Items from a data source
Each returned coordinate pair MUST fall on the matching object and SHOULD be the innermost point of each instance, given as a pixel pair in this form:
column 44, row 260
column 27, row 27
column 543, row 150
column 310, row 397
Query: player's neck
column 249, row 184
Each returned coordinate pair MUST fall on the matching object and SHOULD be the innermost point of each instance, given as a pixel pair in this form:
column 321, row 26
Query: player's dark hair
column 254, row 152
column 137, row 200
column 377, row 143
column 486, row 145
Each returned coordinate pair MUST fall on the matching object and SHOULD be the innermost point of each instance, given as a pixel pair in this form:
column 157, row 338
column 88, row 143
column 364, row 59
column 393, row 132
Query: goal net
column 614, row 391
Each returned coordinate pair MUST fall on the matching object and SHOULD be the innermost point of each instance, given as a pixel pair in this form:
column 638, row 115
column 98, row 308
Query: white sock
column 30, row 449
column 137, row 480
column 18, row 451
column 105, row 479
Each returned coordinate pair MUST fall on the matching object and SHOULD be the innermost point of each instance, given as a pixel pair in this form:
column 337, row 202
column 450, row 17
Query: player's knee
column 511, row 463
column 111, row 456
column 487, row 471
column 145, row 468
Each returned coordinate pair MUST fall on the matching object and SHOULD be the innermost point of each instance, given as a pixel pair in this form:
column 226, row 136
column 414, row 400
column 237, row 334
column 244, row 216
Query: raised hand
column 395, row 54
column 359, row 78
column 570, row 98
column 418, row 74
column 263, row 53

--

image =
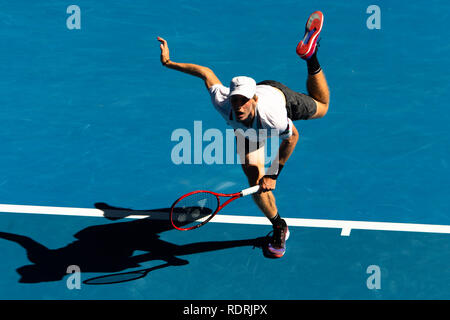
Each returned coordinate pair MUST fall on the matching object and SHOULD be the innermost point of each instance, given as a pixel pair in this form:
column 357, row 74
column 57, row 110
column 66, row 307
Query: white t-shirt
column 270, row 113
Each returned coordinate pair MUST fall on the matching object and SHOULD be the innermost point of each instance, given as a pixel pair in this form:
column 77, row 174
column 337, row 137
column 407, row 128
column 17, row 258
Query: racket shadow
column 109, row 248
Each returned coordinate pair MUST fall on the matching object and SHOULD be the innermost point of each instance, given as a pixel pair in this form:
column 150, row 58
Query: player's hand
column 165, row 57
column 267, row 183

What is needed:
Begin at the line that has "column 27, row 27" in the entries above; stop after the line that has "column 414, row 400". Transcribe exactly those lines and no others.

Written response:
column 27, row 27
column 543, row 150
column 310, row 397
Query: player's neck
column 249, row 184
Each returned coordinate pair MUST fall on the matching object and SHOULD be the innermost point of each instance, given as a pixel pair in this form:
column 321, row 26
Query: player's dark hair
column 254, row 152
column 137, row 200
column 377, row 143
column 486, row 145
Each returned coordinate pair MUST fall on the matching object and SHOULD be the innermost point of each instance, given as a pixel pair in this form:
column 157, row 338
column 88, row 143
column 364, row 59
column 393, row 132
Query: goal net
column 614, row 391
Each returned coordinate pair MUST fall on the matching object and SHOULD be the innermost point of each instance, given as a pixel pair in this form:
column 638, row 115
column 98, row 308
Query: white sock
column 30, row 449
column 137, row 480
column 18, row 451
column 105, row 479
Each returned coordinate pair MUST fall on the matching object and SHOULD be the innermost point of each instance, given as a pixel pair in this form:
column 337, row 202
column 450, row 17
Query: player's knee
column 511, row 463
column 111, row 456
column 487, row 471
column 145, row 468
Each returned coordinate pair MUST fall on the matching object and SHOULD be the innermost point of each instance, given as a pixel pair in this form:
column 226, row 136
column 414, row 400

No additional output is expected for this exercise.